TO DO: Identify every line in the records that contains the word "window" and copy each of those lines.

SUPPLIED RECORDS:
____________

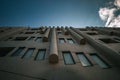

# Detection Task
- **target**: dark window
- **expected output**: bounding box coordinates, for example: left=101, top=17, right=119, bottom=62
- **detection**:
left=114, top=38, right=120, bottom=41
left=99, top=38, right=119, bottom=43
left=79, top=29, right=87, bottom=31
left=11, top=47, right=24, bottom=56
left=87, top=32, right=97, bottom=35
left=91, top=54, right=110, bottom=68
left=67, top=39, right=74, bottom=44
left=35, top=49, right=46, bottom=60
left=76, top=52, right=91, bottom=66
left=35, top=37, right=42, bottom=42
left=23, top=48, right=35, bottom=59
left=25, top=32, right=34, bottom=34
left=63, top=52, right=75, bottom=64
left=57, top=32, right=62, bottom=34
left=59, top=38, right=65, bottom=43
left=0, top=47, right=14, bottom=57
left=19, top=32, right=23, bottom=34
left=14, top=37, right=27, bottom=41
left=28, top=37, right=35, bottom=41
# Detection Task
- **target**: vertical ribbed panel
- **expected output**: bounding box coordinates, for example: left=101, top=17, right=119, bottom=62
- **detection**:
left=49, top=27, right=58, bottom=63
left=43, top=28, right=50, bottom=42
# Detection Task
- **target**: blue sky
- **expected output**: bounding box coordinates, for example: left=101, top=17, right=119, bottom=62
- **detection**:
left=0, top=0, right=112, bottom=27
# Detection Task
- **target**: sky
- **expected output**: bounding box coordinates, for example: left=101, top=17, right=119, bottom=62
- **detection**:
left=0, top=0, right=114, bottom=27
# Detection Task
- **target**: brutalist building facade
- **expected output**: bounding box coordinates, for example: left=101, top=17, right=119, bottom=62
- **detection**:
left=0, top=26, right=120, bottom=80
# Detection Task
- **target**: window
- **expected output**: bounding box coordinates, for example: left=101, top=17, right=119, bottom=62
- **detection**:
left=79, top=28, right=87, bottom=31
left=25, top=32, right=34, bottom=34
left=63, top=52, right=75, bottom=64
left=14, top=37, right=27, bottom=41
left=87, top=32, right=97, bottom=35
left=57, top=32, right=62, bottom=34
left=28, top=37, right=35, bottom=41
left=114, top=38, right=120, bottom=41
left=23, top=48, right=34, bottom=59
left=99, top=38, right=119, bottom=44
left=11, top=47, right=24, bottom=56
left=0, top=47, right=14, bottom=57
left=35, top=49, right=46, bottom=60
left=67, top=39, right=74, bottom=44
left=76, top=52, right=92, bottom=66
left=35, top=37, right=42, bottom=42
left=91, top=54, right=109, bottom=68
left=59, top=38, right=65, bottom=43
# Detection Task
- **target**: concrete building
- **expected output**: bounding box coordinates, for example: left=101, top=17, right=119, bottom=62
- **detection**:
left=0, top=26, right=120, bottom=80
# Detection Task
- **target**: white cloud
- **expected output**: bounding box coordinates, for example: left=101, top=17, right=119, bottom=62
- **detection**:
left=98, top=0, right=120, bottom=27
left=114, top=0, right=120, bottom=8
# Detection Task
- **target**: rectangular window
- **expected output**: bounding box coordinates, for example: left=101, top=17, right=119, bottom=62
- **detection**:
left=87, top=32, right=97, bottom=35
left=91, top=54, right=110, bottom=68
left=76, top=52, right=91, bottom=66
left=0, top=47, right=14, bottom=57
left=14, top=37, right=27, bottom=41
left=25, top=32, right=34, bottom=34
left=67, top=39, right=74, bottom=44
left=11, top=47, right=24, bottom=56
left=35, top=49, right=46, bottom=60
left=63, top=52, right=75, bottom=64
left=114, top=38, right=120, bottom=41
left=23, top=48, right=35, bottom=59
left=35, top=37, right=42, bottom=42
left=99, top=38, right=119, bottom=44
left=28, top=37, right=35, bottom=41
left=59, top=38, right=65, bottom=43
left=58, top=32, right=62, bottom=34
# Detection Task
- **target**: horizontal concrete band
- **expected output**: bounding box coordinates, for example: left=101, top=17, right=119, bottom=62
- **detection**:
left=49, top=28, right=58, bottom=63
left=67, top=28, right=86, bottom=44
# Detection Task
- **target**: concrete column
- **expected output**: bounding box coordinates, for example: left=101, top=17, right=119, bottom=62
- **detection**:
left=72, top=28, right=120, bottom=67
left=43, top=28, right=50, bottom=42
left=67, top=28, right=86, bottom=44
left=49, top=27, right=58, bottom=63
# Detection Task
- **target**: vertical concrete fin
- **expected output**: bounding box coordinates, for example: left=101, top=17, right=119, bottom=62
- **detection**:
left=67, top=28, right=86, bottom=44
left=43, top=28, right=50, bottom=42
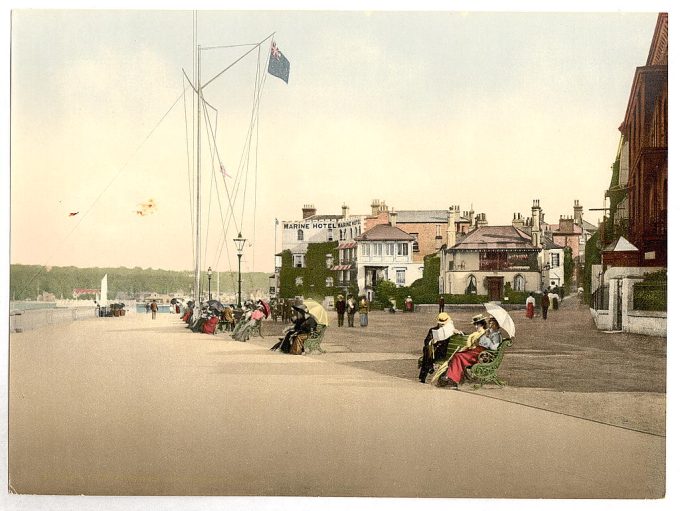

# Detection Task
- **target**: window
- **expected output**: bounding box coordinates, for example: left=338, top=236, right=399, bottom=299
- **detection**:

____________

THE ANSWER:
- **target**: dark window
- **target**: window
- **target**: rectangular window
- **target**: window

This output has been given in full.